#### DATA FOR ANALYSIS

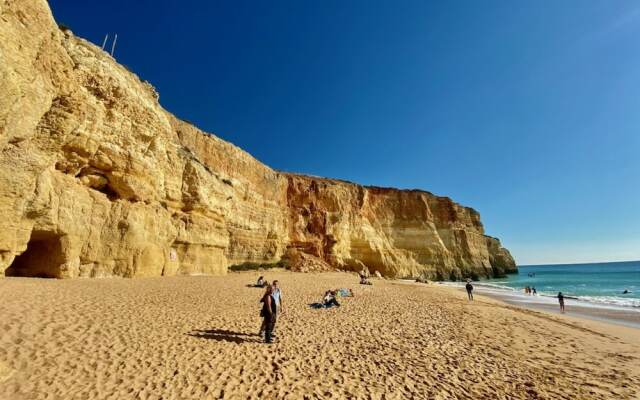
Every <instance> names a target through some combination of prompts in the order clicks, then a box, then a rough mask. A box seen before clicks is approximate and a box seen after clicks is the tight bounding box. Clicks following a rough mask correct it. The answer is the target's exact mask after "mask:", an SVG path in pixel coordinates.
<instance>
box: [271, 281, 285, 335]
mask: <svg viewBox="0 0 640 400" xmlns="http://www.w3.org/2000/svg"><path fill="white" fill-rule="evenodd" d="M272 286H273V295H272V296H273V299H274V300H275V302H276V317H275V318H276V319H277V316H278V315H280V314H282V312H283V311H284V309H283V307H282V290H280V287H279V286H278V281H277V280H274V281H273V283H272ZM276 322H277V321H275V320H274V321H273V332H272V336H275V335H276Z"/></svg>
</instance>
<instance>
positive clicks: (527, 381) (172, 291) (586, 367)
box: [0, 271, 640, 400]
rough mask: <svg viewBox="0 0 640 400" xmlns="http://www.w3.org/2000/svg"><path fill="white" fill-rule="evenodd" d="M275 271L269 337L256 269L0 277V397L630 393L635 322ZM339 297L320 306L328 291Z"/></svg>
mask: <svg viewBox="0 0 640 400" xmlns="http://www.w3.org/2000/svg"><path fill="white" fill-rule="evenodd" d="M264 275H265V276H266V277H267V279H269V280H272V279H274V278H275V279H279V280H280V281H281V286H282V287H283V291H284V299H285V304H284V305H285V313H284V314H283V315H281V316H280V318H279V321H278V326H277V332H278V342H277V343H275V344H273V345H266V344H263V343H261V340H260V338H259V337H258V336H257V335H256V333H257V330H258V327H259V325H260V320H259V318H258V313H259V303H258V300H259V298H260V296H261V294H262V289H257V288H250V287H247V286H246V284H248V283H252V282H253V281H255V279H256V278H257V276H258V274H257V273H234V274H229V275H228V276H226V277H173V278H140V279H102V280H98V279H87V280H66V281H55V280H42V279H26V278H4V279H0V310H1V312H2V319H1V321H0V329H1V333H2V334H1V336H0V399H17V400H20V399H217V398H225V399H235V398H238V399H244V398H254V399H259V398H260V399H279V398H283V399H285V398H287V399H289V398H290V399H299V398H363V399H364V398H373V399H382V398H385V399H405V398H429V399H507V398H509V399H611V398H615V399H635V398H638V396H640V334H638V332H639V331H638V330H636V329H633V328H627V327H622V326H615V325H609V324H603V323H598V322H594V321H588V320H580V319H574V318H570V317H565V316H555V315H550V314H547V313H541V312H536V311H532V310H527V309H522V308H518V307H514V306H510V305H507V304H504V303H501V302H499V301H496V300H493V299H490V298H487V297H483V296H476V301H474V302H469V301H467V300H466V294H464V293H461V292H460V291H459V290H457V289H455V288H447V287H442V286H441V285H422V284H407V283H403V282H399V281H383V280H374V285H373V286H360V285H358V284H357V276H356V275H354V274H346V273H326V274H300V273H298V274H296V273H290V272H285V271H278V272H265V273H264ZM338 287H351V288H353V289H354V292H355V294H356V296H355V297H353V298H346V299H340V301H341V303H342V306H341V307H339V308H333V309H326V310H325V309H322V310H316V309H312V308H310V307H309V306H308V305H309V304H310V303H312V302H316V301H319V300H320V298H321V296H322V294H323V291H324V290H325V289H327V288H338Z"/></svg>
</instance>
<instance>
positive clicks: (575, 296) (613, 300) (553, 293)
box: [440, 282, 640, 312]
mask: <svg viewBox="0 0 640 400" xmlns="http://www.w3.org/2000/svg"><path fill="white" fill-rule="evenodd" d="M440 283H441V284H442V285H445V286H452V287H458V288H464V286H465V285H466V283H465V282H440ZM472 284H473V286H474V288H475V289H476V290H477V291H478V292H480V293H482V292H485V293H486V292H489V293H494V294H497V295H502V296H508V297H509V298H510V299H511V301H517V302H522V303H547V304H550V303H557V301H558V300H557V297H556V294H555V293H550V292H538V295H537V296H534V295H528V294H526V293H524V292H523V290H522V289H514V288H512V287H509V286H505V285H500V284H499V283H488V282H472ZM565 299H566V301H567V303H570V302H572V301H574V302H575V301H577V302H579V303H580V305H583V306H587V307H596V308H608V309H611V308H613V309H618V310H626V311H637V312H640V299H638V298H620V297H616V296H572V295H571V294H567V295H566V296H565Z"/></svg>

########
#### DATA FOR ANALYSIS

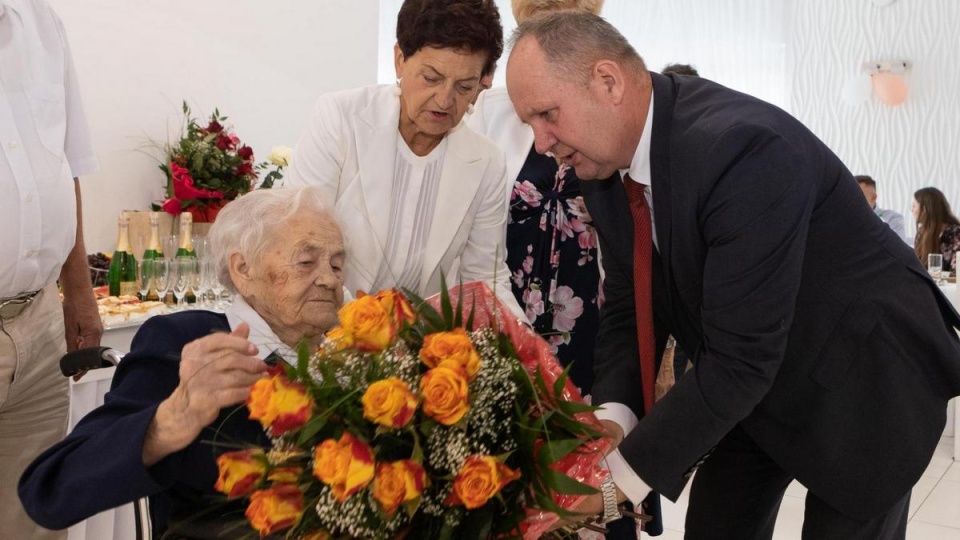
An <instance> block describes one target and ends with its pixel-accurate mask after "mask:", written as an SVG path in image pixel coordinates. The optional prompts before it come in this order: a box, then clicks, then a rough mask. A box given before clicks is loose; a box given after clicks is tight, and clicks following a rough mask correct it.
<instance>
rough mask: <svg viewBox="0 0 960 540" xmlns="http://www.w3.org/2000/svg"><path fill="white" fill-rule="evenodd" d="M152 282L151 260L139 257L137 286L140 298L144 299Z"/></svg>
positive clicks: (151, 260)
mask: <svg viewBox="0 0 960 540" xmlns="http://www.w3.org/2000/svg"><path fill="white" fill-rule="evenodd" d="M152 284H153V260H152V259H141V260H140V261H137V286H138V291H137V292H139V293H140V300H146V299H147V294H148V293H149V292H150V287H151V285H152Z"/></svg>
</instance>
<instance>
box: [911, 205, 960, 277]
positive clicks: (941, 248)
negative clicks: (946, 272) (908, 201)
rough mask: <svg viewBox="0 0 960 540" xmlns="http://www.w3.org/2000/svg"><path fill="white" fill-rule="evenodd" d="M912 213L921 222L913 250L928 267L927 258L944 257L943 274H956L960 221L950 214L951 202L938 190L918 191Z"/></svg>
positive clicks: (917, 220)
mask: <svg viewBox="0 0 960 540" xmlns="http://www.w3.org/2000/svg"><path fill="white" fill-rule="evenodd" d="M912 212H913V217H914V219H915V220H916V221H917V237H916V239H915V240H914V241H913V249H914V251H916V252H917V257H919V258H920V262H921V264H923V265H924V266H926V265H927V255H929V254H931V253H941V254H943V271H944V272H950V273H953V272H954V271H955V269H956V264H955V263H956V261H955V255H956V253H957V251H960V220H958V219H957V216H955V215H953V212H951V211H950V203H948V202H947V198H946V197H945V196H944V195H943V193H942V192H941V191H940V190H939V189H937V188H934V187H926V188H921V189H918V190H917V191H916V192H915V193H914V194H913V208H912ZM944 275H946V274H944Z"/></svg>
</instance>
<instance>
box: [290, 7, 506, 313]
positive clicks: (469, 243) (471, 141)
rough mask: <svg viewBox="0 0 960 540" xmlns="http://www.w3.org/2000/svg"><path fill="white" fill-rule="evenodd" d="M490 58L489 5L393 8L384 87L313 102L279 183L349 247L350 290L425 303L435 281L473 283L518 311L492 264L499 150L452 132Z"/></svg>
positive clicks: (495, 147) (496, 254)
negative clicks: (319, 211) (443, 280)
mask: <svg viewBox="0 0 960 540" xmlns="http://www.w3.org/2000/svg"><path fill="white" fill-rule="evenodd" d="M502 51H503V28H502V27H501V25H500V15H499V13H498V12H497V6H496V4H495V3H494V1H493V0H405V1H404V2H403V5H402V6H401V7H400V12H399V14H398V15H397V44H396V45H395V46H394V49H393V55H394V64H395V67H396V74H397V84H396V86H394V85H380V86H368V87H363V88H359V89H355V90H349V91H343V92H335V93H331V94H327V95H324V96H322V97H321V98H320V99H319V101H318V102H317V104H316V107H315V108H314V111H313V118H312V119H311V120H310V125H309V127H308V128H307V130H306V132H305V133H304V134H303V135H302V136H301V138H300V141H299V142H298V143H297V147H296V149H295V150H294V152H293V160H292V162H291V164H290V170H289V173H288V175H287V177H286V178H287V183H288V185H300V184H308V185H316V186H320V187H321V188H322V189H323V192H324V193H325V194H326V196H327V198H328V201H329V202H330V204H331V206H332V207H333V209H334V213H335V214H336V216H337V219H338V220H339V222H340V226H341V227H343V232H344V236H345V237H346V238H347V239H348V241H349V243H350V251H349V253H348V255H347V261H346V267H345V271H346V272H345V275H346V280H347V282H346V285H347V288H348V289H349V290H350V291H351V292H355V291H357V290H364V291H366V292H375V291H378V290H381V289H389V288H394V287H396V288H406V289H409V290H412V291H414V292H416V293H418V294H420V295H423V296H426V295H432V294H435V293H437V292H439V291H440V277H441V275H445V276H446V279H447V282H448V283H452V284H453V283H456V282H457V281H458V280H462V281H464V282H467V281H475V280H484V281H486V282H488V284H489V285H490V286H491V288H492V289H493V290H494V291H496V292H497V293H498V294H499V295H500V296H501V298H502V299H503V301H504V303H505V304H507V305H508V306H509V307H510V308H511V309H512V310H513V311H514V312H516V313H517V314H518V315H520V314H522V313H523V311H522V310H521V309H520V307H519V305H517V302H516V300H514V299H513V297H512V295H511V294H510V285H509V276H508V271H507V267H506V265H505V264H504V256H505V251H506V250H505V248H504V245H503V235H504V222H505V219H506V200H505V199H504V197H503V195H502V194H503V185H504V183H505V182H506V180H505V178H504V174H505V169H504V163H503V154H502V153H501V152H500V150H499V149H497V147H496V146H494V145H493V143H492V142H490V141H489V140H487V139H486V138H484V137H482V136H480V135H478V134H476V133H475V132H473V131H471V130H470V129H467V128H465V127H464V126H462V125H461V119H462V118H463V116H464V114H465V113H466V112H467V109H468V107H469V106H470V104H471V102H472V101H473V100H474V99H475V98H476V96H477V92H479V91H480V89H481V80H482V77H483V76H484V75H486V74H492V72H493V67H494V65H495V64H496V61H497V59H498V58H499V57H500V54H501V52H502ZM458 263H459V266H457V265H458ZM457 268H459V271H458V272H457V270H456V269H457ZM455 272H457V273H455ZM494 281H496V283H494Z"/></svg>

########
#### DATA FOR ANALYSIS

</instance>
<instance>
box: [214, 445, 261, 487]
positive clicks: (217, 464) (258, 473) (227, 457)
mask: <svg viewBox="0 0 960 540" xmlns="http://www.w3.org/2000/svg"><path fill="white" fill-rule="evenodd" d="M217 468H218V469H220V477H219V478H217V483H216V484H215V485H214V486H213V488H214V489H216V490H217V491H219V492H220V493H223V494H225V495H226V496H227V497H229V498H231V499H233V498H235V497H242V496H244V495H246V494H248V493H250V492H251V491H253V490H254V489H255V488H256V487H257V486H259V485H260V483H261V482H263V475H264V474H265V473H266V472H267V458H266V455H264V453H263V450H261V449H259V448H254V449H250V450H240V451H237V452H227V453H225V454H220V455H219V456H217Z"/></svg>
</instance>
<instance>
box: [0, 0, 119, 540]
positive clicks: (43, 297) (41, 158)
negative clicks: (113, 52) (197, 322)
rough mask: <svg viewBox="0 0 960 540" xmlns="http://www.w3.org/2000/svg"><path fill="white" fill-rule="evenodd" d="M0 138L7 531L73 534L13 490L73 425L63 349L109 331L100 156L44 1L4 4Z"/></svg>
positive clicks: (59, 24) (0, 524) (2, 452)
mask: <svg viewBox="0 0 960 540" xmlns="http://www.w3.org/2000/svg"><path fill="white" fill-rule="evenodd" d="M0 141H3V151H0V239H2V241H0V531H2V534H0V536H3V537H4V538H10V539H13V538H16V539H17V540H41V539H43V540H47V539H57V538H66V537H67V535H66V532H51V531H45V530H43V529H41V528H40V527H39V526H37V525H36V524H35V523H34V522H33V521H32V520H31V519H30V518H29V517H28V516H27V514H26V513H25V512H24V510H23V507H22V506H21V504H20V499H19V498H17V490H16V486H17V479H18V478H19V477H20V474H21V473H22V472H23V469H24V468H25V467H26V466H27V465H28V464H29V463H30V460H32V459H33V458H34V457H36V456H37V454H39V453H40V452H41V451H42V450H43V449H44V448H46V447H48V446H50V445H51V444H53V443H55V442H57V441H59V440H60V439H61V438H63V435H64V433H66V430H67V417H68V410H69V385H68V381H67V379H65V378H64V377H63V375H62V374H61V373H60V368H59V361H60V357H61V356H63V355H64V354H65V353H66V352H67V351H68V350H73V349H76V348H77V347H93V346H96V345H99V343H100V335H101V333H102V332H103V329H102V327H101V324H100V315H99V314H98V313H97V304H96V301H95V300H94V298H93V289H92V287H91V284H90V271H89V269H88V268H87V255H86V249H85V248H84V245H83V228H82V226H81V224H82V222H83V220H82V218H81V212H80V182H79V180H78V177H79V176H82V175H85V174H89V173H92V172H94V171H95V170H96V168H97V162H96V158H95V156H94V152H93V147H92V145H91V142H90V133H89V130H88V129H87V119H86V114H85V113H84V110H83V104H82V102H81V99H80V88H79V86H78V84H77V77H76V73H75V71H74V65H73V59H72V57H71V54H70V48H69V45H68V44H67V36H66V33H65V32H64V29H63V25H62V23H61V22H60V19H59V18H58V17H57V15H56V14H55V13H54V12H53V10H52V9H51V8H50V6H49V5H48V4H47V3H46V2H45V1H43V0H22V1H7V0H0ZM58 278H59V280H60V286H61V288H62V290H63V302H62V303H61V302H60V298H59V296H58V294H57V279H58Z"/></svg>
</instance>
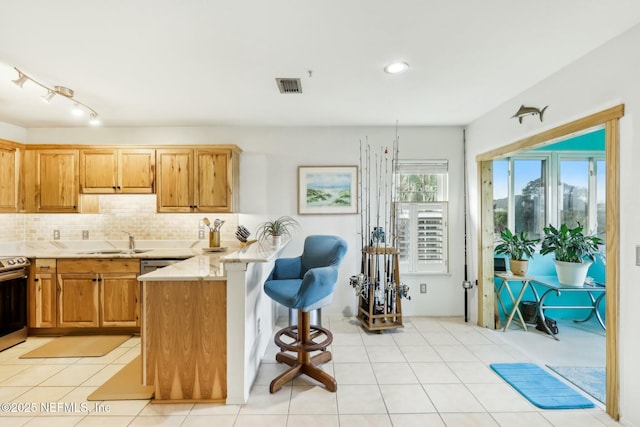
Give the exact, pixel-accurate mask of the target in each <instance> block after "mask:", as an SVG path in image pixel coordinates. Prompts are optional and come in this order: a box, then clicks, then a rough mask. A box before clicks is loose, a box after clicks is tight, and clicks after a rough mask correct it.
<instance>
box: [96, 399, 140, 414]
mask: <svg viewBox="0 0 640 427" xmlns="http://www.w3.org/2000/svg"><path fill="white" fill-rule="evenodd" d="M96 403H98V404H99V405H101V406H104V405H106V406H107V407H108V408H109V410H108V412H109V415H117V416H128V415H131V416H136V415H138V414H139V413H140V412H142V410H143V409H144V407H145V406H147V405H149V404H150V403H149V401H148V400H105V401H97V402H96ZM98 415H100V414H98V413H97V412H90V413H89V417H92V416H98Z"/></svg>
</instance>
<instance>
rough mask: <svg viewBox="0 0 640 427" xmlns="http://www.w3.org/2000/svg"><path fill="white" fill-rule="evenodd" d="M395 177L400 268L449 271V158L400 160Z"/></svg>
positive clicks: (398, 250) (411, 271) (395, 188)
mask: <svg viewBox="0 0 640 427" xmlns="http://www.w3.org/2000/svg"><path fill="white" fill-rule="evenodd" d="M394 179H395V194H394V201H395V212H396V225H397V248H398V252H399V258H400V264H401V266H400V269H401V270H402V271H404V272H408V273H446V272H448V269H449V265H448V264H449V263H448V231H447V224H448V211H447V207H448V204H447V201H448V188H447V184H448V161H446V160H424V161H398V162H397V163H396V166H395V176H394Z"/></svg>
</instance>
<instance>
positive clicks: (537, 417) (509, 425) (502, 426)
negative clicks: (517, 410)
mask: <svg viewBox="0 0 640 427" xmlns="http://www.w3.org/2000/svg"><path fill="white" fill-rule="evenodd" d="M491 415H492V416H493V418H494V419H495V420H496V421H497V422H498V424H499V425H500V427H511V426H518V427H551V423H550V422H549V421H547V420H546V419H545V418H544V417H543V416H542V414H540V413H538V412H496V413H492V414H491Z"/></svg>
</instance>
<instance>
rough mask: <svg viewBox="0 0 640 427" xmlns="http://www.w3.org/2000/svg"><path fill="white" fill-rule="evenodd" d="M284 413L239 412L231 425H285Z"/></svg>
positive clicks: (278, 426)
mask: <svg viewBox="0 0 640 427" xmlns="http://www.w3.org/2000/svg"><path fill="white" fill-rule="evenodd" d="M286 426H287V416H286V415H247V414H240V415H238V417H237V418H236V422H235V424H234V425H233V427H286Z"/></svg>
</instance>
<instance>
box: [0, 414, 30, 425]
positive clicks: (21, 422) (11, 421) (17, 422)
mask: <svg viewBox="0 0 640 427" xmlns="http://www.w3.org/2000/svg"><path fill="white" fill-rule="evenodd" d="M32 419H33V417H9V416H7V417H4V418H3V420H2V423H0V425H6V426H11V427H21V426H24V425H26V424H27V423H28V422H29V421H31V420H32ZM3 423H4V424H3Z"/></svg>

########

**REQUEST:** Collect every line in the data that contains the string "pixel".

**RESULT FOR THIS TASK:**
Every <instance> names a target through some combination of prompts in the order clicks, then a box, then a rough mask. A box seen before clicks is approximate and a box seen after clicks is the tight bounding box. Clicks following a rough mask correct it. The answer is the target's exact mask after "mask:", an SVG path in pixel coordinates.
An <instance> block describes one target and ends with its pixel-accurate mask after "mask:", written as an SVG path in image pixel coordinates. The optional prompts before it come in this order: a box, then clicks, then a rough mask. A box given before clicks is loose; a box given after clicks is tight, and clicks following a rough mask correct it.
Give the exact, pixel-accurate mask of the target in each <instance> block after "mask:", as an SVG path in image pixel coordinates. Prompts are optional and come in this order: a box, then clicks, then a rough mask. A box before clicks is loose, a box after clicks is tight, and clicks after a rough mask correct it.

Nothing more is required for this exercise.